WORK REQUIRED = At the line that includes "Annotate each instance of the wooden baluster", begin writing out the entries below exactly, and continue through the last line without adding anything.

== RECORDS SHOWN

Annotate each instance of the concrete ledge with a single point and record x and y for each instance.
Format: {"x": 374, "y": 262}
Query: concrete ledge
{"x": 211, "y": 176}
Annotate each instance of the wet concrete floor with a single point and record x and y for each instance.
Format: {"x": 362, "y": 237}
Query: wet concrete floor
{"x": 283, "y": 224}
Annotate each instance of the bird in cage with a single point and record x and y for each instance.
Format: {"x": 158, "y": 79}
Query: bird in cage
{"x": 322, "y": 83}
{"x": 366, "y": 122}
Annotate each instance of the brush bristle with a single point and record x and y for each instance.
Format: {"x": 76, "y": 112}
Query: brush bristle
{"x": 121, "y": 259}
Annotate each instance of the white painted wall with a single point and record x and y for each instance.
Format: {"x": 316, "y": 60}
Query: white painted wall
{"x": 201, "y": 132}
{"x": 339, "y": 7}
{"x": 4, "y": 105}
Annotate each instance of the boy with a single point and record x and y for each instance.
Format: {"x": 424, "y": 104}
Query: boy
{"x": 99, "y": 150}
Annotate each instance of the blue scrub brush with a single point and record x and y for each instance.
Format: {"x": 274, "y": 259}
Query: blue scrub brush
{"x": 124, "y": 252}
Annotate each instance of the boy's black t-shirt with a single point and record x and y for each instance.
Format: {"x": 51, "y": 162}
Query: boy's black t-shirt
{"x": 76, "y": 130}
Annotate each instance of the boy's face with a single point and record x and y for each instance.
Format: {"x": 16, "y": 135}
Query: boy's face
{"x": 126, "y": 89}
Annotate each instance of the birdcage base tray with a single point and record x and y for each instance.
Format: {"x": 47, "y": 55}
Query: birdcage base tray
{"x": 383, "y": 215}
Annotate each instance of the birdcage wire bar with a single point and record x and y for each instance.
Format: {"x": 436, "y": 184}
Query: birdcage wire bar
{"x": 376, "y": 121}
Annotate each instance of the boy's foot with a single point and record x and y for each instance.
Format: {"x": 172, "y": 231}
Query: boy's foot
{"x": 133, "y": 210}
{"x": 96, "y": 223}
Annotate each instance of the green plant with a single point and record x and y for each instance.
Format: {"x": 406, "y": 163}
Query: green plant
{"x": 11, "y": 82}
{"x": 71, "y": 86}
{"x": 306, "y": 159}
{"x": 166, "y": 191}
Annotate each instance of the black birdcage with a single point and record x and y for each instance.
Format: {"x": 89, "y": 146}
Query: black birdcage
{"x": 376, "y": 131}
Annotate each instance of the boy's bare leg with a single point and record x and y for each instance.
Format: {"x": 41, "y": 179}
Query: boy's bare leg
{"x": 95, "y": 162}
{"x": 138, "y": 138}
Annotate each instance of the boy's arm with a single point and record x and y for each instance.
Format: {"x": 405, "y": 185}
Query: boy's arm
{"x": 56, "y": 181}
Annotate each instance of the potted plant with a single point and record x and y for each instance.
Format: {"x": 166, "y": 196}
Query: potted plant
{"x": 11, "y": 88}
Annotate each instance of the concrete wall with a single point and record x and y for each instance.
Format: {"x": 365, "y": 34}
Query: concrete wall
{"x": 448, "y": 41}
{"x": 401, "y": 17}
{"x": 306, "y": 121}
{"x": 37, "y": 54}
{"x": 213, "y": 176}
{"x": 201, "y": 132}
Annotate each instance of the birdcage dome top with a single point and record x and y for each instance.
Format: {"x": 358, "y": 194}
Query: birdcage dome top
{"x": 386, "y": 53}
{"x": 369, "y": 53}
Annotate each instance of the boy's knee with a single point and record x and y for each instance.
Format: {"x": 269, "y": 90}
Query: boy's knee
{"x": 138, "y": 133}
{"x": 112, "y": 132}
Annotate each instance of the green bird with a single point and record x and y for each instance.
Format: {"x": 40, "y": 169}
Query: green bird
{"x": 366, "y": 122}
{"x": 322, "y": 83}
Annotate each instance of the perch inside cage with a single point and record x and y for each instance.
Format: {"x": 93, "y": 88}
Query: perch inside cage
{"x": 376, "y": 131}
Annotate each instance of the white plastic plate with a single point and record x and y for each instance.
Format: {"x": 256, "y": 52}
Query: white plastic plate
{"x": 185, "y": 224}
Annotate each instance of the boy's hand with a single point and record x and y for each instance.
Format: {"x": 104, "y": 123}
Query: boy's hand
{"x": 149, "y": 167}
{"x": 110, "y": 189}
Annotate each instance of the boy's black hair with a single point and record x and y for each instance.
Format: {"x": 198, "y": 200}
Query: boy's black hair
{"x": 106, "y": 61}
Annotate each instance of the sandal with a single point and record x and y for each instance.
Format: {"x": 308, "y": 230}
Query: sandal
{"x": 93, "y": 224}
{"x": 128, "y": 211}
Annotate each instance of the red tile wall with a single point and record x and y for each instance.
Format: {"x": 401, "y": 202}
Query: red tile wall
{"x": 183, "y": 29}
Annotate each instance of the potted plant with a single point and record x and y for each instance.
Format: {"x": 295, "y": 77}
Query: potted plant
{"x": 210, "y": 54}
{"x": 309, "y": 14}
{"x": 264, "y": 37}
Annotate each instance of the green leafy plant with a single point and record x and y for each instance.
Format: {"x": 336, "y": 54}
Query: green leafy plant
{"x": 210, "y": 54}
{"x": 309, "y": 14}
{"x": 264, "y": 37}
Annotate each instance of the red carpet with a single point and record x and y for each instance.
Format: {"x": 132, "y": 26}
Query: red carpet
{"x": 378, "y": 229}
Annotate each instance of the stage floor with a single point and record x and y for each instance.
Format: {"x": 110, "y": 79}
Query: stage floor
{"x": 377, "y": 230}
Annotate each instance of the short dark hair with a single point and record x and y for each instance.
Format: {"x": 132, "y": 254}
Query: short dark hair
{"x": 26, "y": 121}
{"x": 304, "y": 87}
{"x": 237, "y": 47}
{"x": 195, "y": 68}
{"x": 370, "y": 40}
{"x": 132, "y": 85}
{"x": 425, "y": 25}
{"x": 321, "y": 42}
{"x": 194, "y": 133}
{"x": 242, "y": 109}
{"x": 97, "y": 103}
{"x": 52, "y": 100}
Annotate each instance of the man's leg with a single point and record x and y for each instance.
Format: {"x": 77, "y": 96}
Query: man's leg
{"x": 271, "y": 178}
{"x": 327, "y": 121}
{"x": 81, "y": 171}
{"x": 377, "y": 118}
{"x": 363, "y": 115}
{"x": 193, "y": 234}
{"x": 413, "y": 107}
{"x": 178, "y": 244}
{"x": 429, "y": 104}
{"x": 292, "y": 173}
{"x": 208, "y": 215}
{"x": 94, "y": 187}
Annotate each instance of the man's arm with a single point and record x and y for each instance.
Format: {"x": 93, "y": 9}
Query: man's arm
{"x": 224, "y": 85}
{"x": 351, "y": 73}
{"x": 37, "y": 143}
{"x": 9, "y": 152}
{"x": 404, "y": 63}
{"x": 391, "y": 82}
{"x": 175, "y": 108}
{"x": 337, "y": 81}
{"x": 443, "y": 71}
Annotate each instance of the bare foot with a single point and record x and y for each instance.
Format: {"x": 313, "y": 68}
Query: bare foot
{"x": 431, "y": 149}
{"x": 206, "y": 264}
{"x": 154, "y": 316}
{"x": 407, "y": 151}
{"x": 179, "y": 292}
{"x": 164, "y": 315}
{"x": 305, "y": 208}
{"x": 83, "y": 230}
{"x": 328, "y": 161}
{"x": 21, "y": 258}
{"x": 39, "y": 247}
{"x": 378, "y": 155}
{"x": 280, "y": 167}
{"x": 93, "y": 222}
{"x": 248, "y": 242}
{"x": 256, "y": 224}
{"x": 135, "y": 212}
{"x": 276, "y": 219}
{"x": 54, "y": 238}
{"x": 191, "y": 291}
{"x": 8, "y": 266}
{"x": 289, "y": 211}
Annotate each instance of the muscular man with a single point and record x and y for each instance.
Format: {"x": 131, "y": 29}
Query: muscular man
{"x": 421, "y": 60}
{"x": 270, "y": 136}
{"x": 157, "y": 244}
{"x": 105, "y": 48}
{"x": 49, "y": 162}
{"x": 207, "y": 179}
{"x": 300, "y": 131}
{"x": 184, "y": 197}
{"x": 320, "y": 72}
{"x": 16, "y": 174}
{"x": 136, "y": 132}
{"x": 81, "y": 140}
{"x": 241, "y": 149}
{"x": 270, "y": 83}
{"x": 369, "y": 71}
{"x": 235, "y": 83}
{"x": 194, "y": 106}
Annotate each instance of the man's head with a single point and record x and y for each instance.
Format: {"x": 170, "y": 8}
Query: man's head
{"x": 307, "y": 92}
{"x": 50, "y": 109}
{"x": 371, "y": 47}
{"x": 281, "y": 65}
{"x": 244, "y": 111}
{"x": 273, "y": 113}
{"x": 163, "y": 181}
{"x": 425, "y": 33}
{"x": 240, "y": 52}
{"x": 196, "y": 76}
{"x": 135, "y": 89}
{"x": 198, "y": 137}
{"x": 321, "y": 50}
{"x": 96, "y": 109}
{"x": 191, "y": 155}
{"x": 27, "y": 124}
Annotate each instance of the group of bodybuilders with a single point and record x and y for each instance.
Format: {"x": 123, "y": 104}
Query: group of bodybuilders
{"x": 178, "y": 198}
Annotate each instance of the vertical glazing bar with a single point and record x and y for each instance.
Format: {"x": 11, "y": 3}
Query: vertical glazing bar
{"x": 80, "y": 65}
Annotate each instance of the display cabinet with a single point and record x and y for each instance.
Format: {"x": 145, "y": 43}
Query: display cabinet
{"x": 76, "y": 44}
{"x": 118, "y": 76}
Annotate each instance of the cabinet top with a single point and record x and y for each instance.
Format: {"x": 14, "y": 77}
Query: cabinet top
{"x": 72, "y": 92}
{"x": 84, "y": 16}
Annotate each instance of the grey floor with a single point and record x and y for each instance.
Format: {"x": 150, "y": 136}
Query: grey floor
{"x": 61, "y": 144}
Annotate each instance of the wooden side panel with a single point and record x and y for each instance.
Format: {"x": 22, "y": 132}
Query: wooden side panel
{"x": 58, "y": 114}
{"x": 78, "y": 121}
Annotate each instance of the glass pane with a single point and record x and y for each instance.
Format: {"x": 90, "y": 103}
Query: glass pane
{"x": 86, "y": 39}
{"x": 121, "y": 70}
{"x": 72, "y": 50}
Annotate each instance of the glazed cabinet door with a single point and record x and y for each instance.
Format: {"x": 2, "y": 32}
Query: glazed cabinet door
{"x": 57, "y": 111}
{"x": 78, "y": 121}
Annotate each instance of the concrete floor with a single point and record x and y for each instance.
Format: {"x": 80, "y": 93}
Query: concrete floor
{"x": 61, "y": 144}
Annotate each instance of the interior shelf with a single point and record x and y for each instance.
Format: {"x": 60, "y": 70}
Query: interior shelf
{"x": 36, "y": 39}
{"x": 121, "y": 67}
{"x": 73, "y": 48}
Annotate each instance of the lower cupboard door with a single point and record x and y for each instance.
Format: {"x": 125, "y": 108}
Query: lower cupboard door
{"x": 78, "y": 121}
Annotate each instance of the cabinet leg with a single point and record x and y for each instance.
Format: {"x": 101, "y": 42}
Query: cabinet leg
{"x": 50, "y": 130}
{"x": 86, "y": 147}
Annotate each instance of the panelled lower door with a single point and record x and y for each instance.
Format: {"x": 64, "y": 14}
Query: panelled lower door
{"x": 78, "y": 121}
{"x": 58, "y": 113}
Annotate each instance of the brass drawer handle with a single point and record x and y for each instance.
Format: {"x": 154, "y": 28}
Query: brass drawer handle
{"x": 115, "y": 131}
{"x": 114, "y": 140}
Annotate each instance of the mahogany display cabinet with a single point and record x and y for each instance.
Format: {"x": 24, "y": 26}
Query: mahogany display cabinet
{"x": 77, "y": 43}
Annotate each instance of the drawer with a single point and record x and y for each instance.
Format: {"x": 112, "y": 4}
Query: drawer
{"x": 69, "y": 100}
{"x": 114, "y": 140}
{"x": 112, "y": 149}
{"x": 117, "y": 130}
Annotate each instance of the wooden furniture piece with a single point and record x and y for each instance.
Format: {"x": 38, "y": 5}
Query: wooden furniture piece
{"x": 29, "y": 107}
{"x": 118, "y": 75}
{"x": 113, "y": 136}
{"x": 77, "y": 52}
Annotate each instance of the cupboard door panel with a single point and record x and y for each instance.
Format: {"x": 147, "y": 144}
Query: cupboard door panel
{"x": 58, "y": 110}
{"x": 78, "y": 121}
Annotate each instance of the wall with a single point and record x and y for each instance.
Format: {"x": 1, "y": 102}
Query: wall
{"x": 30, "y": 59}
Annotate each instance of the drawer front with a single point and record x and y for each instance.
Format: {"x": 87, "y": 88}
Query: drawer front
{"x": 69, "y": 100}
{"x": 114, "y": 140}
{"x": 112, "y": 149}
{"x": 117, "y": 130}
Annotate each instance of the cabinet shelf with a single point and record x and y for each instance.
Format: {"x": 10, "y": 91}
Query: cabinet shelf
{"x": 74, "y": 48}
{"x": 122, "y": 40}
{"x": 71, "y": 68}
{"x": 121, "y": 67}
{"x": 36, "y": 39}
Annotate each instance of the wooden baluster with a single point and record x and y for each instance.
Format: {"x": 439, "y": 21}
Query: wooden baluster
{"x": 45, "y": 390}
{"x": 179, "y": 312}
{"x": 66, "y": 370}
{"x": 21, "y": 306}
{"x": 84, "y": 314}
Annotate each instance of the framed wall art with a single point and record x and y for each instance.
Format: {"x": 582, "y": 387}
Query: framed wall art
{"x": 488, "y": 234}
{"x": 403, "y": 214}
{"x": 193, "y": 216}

====

OUTPUT OF THE EXERCISE =
Annotate each instance of the wooden baluster with a single point and record x and y for each instance.
Format: {"x": 439, "y": 21}
Query: wooden baluster
{"x": 45, "y": 390}
{"x": 179, "y": 312}
{"x": 66, "y": 370}
{"x": 21, "y": 306}
{"x": 84, "y": 314}
Annotate each instance of the framed wall art with a single point and record x and y for each instance.
Format: {"x": 582, "y": 387}
Query: framed wall art
{"x": 488, "y": 234}
{"x": 403, "y": 214}
{"x": 193, "y": 216}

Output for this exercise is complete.